Exactly as they appear, transcribe the entries and skip any pictures.
** Provided material follows **
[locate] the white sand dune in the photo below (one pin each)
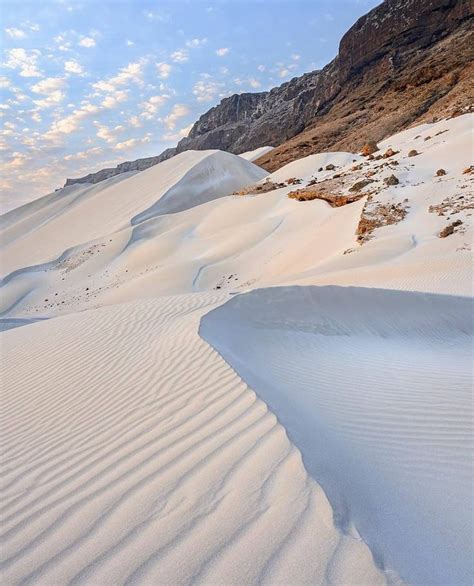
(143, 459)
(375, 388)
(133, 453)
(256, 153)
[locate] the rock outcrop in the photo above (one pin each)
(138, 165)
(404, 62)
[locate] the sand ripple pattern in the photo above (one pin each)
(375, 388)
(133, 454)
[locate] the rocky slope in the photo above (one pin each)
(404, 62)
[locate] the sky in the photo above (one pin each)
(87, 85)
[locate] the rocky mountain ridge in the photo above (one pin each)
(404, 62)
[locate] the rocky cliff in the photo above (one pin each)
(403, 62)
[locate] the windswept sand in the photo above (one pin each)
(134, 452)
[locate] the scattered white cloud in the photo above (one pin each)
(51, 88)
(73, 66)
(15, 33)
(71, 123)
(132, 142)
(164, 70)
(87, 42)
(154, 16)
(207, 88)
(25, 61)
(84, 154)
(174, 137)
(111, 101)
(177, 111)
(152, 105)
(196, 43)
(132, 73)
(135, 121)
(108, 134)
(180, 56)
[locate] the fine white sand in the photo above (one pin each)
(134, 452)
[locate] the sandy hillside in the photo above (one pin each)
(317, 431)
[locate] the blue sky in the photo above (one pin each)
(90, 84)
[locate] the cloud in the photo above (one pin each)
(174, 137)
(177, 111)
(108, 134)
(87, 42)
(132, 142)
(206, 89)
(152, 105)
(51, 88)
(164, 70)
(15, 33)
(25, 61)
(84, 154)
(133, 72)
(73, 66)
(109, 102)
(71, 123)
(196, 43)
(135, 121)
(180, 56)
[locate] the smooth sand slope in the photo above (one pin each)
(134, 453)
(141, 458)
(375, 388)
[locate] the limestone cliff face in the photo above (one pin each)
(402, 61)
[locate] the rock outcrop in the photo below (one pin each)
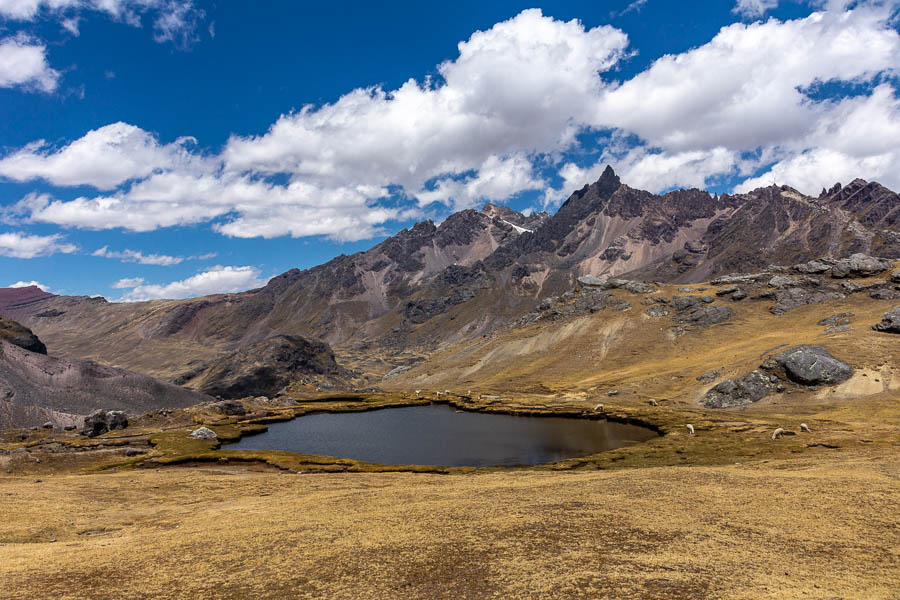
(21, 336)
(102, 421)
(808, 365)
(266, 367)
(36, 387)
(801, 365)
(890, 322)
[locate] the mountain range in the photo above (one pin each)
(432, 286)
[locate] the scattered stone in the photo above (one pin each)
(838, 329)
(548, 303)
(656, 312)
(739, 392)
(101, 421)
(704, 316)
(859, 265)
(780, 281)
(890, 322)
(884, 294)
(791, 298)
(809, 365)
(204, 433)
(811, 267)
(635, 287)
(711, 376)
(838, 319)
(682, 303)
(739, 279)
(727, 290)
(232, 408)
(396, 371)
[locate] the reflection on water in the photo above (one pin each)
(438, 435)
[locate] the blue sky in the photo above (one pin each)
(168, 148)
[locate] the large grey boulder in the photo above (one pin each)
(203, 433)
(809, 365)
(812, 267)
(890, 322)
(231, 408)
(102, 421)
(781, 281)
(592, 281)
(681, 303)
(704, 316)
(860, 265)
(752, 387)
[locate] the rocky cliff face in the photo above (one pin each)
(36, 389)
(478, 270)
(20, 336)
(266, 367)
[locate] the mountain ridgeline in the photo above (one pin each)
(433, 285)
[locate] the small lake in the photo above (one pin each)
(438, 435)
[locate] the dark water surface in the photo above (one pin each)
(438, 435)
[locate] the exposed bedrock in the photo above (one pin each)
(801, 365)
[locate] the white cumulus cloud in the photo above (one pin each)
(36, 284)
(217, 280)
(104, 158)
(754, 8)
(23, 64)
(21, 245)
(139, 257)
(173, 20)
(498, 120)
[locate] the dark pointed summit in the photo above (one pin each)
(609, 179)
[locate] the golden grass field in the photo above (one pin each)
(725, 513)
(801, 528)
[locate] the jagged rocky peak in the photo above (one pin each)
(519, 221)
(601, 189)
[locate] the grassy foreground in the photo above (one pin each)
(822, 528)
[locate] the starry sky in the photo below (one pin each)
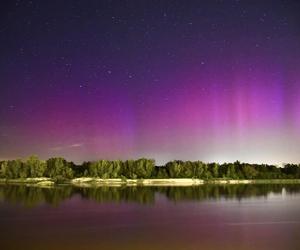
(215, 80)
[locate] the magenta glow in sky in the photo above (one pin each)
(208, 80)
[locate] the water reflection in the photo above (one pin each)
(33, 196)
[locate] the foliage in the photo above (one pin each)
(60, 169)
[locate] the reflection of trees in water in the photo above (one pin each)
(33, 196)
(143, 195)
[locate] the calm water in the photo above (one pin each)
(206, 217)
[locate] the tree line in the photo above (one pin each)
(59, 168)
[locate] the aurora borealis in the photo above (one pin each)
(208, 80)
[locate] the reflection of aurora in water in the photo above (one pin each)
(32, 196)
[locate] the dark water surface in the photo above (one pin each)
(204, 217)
** End of Provided material **
Output of the task =
[locate] the white sand dune in the photo below (one pin each)
(143, 459)
(375, 388)
(133, 453)
(256, 153)
[locate] the rock outcrop in the photo above (one pin each)
(138, 165)
(404, 62)
[locate] the sand ripple pattern in the photo above (one pin each)
(375, 388)
(133, 454)
[locate] the rocky slope in the photo above (one pin each)
(404, 62)
[locate] the sky in the photo above (one pin each)
(87, 85)
[locate] the rocky mountain ridge in the photo above (one pin each)
(404, 62)
[locate] the rocky cliff in the photo above (one pin each)
(403, 62)
[locate] the windswept sand in the photo above (one pin each)
(134, 452)
[locate] the scattered white cloud in the photo above (one pin each)
(51, 88)
(73, 66)
(15, 33)
(71, 123)
(132, 142)
(164, 70)
(87, 42)
(154, 16)
(207, 88)
(25, 61)
(84, 154)
(174, 137)
(111, 101)
(177, 111)
(152, 105)
(196, 43)
(132, 73)
(135, 121)
(108, 134)
(180, 56)
[locate] the fine white sand in the photo above (one pin each)
(134, 452)
[locate] the sandy hillside in the photo above (one pin each)
(317, 431)
[locate] the blue sky in the photo above (one pin each)
(90, 84)
[locate] the cloud in the photo above (one pin each)
(174, 137)
(177, 111)
(108, 134)
(87, 42)
(132, 142)
(206, 89)
(152, 105)
(51, 88)
(164, 70)
(15, 33)
(25, 61)
(84, 154)
(133, 72)
(73, 66)
(109, 102)
(71, 123)
(196, 43)
(135, 121)
(180, 56)
[locate] the smooth sand slope in the photo above (one pin each)
(134, 453)
(141, 458)
(375, 388)
[locate] the limestone cliff face in the photo above (one pin each)
(402, 61)
[locate] the rock outcrop in the photo below (one pin each)
(21, 336)
(102, 421)
(808, 365)
(266, 367)
(36, 387)
(801, 365)
(890, 322)
[locate] the mountain range in the photo above (one pin each)
(432, 286)
[locate] the scattered stone in the photo above (one pin each)
(838, 329)
(548, 303)
(656, 312)
(739, 392)
(101, 421)
(704, 316)
(859, 265)
(780, 281)
(890, 322)
(884, 294)
(791, 298)
(809, 365)
(204, 433)
(811, 267)
(635, 287)
(711, 376)
(838, 319)
(682, 303)
(739, 279)
(727, 290)
(232, 408)
(396, 371)
[locate] the reflection on water in the photo above (one pin each)
(438, 435)
[locate] the blue sky in the photo above (one pin each)
(168, 148)
[locate] the large grey boulder in the photo above (one pin each)
(203, 433)
(809, 365)
(812, 267)
(890, 322)
(231, 408)
(102, 421)
(781, 281)
(592, 281)
(681, 303)
(704, 316)
(860, 265)
(752, 387)
[locate] the rocky cliff face in the photo above (one pin each)
(36, 389)
(478, 270)
(20, 336)
(266, 367)
[locate] the mountain ridgeline in the photo above (one pin each)
(433, 285)
[locate] the small lake in the photo above (one pin each)
(438, 435)
[locate] the dark water surface in the photo above (one pin each)
(438, 435)
[locate] the exposed bedrock in the photo above (one pin each)
(801, 365)
[locate] the white cumulus cloud in the photo above (one pin each)
(36, 284)
(217, 280)
(104, 158)
(754, 8)
(23, 64)
(21, 245)
(139, 257)
(173, 20)
(498, 120)
[locate] the dark pointed summit in the photo above (one pin each)
(609, 179)
[locate] the golden grass field in the photo above (one pin each)
(725, 513)
(801, 528)
[locate] the jagged rocky peak in the photo above (one pin each)
(519, 221)
(601, 189)
[locate] the grassy foreground in the photo above (one pin each)
(822, 528)
[locate] the starry sky in the photo below (one pin each)
(215, 80)
[locate] the magenta glow in sky in the photo above (one pin each)
(208, 80)
[locate] the water reflection in the photo above (one pin each)
(33, 196)
[locate] the foliage in the photo above (one pin each)
(60, 169)
[locate] the reflection of trees in water in the photo above (one pin each)
(33, 196)
(143, 195)
[locate] the calm water in the photo above (one pin each)
(206, 217)
[locate] the tree line in the photo above (one pin each)
(59, 168)
[locate] the aurora borealis in the photo above (one pin each)
(208, 80)
[locate] the reflection of aurora in water in the photo above (one pin each)
(32, 196)
[locate] the dark water surface in the photo above (one pin each)
(204, 217)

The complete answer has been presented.